Em uma aula ou conferência de uma hora, é possível que o gatilho da memória seja detonado milhares de vezes para abrir milhares de janelas à compreensão imediata de cada verbo, substantivo, adjetivo, pronome. Todos os dias, vemos milhares de imagens que são interpretadas rapidamente pelo acionamento do gatilho da memória e as consequentes aberturas das janelas. Por isso, esse fenômeno também é chamado de autochecagem da memória.
 
Portanto, as primeiras impressões e interpretações dos milhares de estímulos que percebemos, ainda que se tornem conscientes, são patrocinadas por fenômenos inconscientes. A ação destes ocorre no primeiro ato do teatro mental. Compreendemos as palavras escritas ou faladas não pela ação consciente, programada e diretiva do Eu, mas pelo pacto do gatilho com as janelas da memória.
 
Se dependesse do Eu encontrar cada janela a partir dos estímulos com que temos contato, não teríamos uma resposta inicial tão rápida, não seríamos a espécie pensante que somos. A ação do gatilho da memória é fenomenal. Ele checa os estímulos em bilhões de dados na base da memória com uma rapidez surpreendente. Você acabou de ler minhas palavras através da ação, quase na velocidade da luz, desse magno fenômeno. Sem ele, o Eu ficaria confuso e não identificaria linguagens, sons e imagens dos mais diversos ambientes. Não seria um leitor.
 
O gatilho da memória e suas masmorras
Sem o pacto do gatilho com as janelas da memória, reitero, não seríamos uma espécie pensante. No entanto, com esse pacto, podemos também ser uma espécie aprisionada. Todas as fobias, como a fobia social, a claustrofobia, a acrofobia (medo de altura), são decorrentes dele. As obsessões e a dependência de drogas também têm como protagonista o gatilho, que abre janelas killer imediatamente.
 
Se, por um lado, o gatilho da memória é um grande auxiliar do Eu, por outro, pode serseu grande algoz. Por abrir janelas doentias, pode levar a atos falhos ou a interpretações distorcidas, asfixiantes, superficiais ou preconceituosas. Quem tem claustrofobia, embora não conheça o pacto entre o gatilho e as janelas killer da memória, sabe como esse medo é cruel, ainda que, sem dúvida, possa ser superado. As ferramentas que serão aqui expostas oferecem uma contribuição ao processo psicoterapêutico.
==================================================
### Instrução escrita 1
Responda com base no trecho sobre o gatilho da memória:
(a) Por qual outro nome esse fenômeno também é chamado?
(b) Em que ato do teatro mental ocorre a ação dos fenômenos inconscientes?
(c) Quais fobias são citadas como exemplo?
O trecho e os registros são materiais independentes entre si.

### Trechos dos registros
==================================================
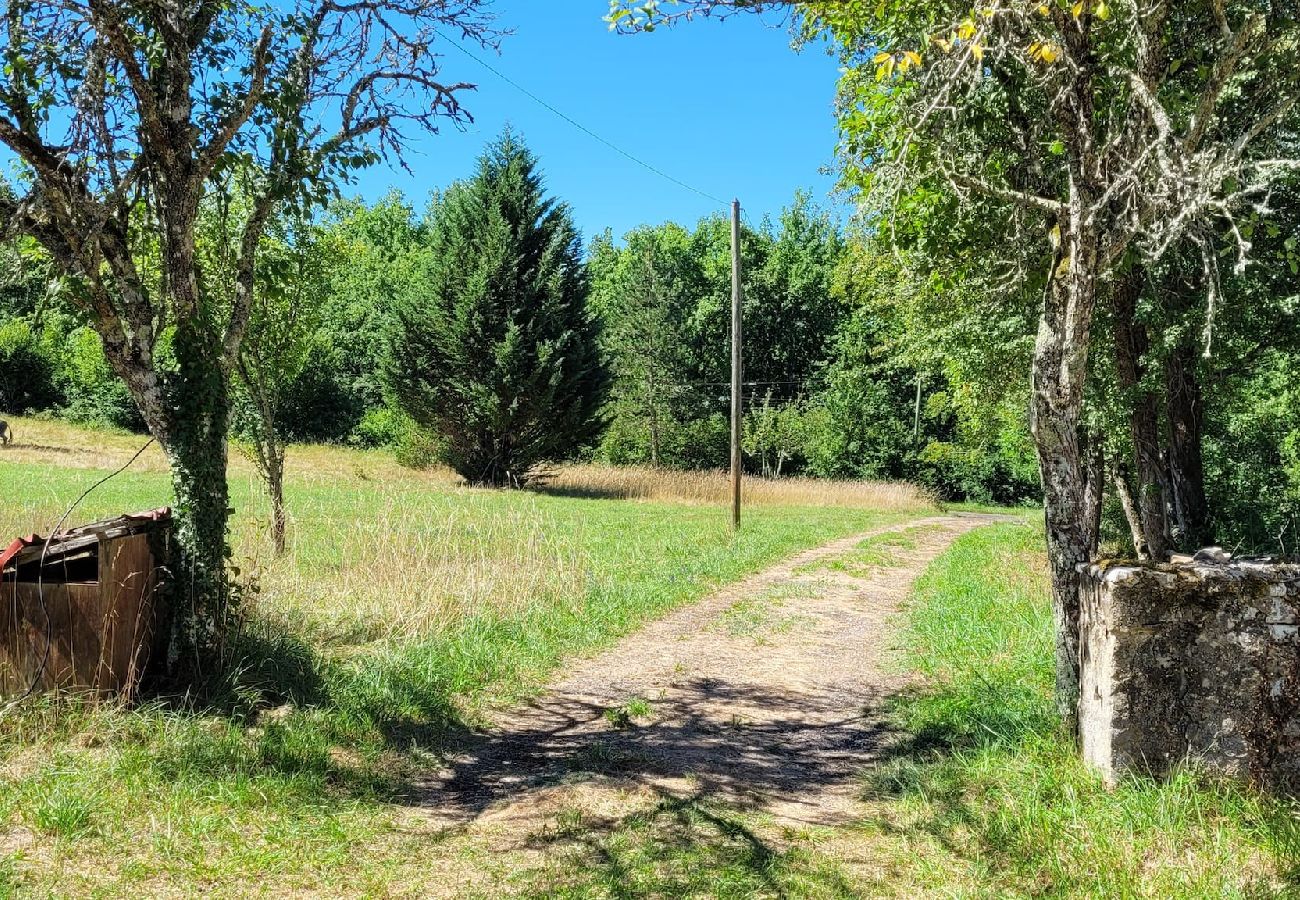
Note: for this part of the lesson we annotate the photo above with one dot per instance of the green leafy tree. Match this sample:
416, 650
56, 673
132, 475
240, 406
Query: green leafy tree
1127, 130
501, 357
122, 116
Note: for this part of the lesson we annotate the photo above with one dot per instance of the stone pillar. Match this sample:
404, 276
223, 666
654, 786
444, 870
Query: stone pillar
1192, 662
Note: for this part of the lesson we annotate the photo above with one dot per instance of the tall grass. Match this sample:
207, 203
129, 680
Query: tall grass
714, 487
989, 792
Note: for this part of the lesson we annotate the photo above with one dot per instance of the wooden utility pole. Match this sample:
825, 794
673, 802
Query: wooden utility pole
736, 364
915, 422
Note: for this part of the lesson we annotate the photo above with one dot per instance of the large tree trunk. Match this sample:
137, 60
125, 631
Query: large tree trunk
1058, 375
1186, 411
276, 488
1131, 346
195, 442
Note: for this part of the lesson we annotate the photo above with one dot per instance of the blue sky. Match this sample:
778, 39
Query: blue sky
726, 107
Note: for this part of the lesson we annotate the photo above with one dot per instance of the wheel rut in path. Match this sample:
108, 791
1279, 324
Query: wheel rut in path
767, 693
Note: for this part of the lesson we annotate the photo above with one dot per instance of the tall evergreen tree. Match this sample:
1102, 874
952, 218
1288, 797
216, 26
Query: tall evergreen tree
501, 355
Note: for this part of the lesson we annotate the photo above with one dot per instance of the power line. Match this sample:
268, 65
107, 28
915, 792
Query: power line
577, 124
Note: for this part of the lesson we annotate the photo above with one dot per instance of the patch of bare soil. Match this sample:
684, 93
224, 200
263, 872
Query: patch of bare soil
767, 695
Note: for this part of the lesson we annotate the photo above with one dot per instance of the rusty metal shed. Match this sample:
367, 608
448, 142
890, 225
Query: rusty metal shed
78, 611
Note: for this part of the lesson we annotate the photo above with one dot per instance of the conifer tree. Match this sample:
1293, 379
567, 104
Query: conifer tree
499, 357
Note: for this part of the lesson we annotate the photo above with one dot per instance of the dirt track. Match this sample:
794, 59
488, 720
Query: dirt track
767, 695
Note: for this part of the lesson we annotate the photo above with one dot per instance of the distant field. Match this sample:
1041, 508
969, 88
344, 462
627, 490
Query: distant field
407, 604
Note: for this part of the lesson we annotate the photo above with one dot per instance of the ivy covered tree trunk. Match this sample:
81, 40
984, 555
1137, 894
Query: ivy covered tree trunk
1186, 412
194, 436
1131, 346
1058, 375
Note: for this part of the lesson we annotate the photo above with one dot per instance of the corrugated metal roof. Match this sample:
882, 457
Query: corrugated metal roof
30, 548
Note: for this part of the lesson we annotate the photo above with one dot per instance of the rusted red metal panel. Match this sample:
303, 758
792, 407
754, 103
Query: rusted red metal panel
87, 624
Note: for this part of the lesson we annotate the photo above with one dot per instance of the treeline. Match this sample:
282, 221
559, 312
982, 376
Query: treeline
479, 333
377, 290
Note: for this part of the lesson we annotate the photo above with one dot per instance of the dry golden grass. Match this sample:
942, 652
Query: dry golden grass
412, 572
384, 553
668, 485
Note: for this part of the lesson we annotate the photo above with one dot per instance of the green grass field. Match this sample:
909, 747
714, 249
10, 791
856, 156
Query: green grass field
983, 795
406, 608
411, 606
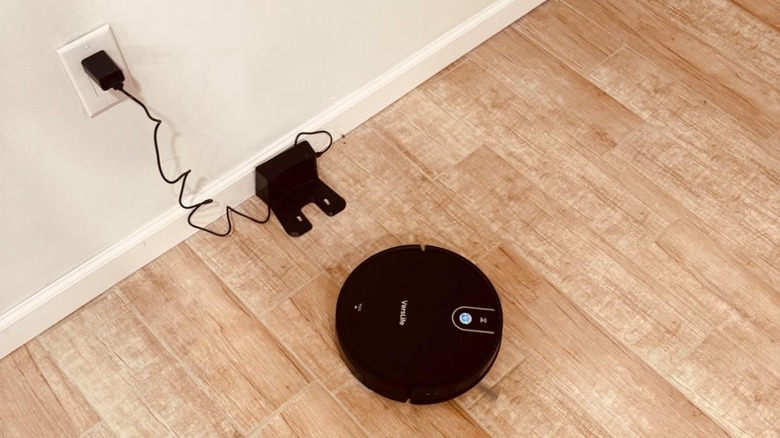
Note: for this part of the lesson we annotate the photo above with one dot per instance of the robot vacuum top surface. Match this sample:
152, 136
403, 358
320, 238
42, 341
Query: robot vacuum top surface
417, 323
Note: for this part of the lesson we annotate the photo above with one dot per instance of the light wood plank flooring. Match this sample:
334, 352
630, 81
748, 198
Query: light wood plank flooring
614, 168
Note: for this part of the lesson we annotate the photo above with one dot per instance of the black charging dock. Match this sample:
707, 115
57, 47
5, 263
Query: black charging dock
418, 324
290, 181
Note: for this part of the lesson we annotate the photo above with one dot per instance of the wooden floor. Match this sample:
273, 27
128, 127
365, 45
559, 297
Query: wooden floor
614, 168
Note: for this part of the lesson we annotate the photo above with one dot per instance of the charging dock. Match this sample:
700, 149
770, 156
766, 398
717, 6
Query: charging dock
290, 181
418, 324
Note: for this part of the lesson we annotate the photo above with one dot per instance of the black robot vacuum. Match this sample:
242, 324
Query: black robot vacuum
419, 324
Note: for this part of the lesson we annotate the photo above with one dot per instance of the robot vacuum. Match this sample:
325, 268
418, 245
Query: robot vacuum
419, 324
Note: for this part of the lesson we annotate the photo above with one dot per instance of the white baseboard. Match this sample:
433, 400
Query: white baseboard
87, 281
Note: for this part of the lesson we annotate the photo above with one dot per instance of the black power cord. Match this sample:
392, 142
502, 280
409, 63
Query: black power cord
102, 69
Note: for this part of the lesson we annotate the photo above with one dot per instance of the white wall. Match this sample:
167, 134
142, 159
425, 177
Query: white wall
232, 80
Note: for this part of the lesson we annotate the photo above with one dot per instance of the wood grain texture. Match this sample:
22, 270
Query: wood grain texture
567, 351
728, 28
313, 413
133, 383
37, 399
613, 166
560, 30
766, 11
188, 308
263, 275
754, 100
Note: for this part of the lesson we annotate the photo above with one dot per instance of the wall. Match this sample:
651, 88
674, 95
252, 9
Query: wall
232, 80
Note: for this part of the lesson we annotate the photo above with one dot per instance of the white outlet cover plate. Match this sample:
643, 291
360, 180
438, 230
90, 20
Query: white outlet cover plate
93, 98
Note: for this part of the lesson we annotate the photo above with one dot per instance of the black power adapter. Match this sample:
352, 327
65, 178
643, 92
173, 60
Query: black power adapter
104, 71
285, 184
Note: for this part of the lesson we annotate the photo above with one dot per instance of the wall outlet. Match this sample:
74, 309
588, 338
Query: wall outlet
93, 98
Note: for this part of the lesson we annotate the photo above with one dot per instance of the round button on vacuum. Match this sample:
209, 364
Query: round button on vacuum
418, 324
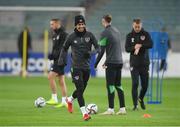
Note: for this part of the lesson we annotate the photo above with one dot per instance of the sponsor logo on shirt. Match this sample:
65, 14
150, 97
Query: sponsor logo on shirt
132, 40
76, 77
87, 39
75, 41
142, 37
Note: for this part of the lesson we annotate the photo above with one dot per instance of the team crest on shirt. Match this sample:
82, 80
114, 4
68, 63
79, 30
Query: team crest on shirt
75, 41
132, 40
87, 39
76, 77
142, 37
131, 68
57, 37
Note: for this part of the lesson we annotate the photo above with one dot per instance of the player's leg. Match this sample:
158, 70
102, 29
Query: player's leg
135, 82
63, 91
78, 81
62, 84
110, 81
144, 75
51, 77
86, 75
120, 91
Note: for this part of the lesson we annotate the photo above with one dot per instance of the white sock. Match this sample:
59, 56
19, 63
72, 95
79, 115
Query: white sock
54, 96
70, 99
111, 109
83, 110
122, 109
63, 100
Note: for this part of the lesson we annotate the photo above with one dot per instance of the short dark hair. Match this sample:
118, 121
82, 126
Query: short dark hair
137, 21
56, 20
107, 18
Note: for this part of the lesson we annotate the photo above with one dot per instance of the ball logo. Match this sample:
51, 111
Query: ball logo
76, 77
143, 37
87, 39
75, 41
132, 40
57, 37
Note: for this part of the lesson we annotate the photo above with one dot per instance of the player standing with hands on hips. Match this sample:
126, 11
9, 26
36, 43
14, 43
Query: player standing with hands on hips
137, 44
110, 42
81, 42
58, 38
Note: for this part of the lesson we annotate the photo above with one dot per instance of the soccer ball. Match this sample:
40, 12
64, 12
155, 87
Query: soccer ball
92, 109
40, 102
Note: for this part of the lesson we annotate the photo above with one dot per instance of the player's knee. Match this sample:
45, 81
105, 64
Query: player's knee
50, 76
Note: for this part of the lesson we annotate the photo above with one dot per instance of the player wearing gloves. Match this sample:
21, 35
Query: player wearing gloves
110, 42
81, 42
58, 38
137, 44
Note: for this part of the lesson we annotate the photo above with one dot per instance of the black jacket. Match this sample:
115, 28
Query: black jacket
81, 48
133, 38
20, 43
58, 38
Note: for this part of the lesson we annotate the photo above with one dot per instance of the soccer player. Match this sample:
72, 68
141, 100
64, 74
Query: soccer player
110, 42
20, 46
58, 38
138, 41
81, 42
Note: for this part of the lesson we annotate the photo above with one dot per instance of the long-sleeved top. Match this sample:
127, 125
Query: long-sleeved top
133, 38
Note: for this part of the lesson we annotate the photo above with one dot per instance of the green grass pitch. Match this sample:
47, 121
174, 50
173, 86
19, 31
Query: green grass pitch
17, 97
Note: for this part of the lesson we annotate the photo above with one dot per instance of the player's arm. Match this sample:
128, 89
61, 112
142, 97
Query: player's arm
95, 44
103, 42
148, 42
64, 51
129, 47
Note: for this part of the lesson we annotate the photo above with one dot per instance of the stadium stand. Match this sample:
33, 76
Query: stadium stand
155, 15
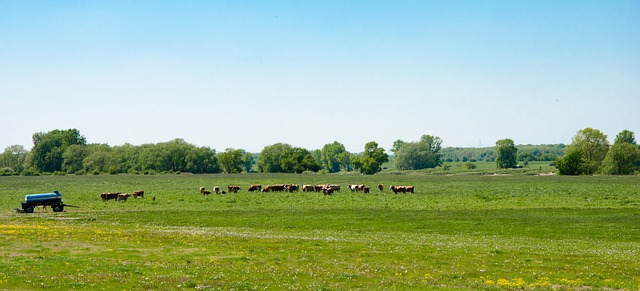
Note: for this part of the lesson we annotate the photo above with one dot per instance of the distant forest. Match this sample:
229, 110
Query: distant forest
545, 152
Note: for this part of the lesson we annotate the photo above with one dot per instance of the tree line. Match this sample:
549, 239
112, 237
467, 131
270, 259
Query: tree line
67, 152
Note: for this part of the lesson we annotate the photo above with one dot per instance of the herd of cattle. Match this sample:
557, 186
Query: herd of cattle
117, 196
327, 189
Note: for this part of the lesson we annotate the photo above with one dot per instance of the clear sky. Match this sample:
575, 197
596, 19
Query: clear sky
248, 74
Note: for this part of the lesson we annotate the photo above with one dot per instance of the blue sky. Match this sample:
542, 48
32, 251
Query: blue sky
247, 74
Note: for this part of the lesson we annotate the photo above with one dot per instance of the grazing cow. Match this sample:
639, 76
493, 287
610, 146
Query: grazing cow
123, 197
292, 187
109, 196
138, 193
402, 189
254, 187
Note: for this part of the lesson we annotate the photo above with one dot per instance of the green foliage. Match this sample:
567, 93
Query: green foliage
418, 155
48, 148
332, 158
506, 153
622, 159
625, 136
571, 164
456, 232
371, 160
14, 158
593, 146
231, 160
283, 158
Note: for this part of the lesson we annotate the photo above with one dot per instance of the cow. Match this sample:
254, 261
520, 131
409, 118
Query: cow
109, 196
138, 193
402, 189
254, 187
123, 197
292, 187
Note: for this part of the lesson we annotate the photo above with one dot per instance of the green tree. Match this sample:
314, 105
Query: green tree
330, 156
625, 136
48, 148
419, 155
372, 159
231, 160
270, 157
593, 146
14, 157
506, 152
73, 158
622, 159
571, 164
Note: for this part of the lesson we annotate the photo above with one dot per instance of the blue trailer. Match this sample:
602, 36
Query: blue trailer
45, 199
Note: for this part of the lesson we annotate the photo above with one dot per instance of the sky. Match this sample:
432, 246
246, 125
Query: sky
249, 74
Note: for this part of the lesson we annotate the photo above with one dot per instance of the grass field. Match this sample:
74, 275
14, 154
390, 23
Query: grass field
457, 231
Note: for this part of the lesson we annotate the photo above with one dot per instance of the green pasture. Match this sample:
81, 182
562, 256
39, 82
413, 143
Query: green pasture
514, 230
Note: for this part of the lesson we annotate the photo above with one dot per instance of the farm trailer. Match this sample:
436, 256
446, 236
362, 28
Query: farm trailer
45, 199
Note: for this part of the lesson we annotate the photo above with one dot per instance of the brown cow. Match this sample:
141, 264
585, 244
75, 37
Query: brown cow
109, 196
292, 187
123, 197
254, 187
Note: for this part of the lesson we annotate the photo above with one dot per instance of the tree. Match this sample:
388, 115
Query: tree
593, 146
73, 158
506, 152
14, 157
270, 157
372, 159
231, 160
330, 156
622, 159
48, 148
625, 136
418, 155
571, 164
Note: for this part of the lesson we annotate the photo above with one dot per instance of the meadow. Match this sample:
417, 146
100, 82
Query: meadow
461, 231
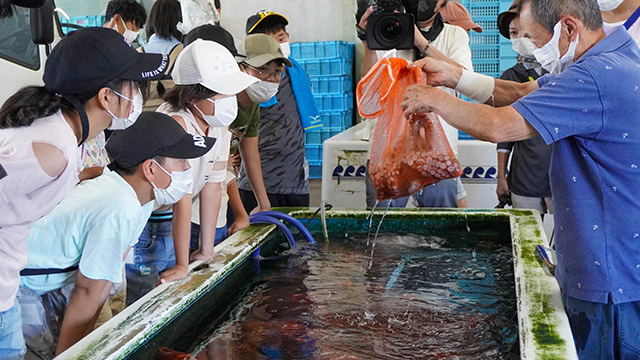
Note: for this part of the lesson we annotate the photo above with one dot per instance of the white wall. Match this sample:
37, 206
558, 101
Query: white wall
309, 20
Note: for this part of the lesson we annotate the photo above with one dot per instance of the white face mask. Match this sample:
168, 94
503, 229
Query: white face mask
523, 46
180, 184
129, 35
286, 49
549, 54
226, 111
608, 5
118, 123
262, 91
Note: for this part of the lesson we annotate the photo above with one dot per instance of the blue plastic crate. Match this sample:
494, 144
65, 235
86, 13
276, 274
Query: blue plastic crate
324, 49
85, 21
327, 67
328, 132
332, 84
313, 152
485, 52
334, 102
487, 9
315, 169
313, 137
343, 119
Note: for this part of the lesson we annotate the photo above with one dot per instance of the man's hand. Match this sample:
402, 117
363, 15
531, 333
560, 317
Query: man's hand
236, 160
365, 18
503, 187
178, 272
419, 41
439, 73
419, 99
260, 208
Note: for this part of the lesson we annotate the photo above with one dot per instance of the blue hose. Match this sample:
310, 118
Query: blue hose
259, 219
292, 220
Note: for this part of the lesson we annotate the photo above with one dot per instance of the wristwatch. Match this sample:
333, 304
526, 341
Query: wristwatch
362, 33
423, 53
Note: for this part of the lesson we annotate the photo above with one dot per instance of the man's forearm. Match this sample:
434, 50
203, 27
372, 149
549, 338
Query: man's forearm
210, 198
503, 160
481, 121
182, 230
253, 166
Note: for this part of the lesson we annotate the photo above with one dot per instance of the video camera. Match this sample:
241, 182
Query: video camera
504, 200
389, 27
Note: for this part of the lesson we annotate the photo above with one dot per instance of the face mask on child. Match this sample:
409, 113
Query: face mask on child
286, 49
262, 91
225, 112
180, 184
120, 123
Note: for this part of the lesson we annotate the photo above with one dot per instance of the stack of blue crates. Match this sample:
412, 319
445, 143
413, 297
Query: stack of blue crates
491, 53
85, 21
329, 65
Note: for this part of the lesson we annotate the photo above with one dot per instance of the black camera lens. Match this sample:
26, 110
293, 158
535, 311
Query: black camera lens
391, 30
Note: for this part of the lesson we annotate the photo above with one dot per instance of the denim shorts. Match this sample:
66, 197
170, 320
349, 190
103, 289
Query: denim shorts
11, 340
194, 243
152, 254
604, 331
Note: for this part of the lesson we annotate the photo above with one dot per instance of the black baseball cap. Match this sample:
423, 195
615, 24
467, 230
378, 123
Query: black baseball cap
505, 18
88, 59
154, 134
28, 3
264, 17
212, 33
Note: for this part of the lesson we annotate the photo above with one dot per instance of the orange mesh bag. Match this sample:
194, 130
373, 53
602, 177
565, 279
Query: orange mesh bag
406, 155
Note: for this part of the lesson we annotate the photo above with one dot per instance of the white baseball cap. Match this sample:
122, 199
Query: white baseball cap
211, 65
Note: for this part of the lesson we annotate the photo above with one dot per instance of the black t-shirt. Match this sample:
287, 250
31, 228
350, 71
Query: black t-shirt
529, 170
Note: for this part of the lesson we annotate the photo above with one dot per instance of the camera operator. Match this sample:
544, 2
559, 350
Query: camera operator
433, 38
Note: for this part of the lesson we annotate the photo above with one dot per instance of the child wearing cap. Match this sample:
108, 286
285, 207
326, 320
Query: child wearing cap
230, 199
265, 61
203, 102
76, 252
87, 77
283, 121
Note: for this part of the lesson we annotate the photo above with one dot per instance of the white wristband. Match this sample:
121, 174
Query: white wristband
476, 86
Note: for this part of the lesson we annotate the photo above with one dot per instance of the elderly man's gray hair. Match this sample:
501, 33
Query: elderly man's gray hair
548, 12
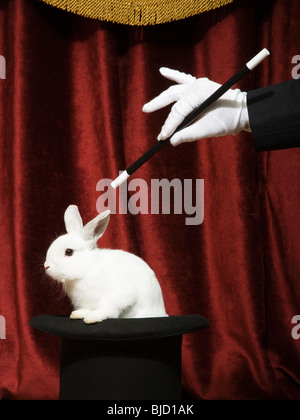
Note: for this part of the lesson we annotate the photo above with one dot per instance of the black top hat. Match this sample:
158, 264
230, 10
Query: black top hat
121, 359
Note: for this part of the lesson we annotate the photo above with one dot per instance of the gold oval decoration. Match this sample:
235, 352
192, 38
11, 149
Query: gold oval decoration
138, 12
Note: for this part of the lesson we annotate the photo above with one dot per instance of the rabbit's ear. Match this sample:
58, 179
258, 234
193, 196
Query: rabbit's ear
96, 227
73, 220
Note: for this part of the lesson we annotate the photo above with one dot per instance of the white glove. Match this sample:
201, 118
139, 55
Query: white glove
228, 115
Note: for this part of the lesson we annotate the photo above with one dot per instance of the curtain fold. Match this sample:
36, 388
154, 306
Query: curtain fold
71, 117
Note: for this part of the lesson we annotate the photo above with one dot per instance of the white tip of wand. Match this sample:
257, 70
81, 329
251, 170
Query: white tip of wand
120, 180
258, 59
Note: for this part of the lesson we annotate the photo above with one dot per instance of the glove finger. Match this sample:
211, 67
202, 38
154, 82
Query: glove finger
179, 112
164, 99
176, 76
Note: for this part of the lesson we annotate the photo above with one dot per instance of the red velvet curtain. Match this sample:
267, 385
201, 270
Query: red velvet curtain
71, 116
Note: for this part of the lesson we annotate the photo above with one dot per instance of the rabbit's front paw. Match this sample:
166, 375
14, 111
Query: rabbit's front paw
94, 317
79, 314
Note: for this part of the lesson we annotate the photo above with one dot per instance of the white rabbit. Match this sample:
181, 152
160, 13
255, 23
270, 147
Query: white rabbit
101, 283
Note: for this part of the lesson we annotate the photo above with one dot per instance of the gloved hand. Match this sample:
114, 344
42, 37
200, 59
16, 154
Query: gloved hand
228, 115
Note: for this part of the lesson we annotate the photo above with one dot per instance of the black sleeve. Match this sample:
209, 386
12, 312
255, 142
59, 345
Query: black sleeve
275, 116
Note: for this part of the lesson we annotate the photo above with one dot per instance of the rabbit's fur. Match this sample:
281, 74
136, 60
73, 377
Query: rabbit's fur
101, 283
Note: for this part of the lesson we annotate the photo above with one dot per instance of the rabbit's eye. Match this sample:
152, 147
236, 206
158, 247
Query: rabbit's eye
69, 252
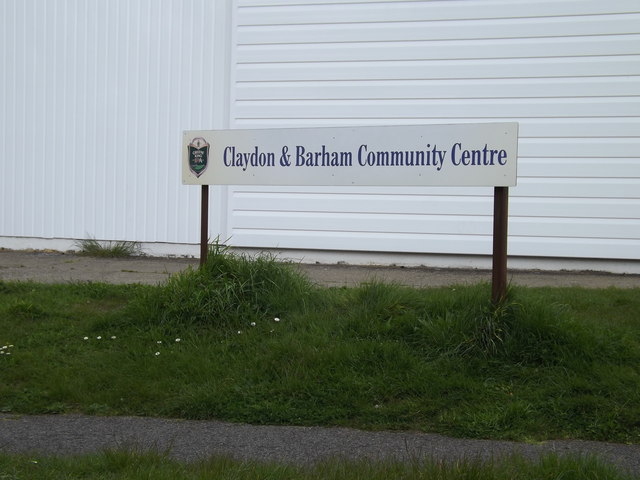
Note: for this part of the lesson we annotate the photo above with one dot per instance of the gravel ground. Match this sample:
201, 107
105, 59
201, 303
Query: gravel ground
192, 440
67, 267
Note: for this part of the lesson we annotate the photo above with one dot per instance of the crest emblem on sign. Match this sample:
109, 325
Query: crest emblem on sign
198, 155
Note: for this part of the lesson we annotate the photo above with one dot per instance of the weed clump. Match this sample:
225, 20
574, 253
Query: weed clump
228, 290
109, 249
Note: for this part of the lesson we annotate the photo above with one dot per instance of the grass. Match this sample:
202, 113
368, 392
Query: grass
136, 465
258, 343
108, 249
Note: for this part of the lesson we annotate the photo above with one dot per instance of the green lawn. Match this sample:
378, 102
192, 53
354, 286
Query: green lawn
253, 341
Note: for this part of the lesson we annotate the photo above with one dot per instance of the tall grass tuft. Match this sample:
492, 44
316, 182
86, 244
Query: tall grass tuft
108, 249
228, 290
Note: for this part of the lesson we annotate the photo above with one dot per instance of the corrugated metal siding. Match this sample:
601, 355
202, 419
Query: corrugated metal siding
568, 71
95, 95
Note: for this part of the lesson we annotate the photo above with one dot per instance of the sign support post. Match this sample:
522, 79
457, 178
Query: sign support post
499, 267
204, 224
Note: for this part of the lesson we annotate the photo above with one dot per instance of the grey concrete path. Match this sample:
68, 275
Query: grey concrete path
==================================================
### Instrução escrita 2
Informe quantas linhas dos registros contêm a palavra "wand", dando apenas o número.

### Resposta escrita 1
(a) Autochecagem da memória.
(b) No primeiro ato.
(c) A fobia social, a claustrofobia e a acrofobia (medo de altura).

### Resposta escrita 2
2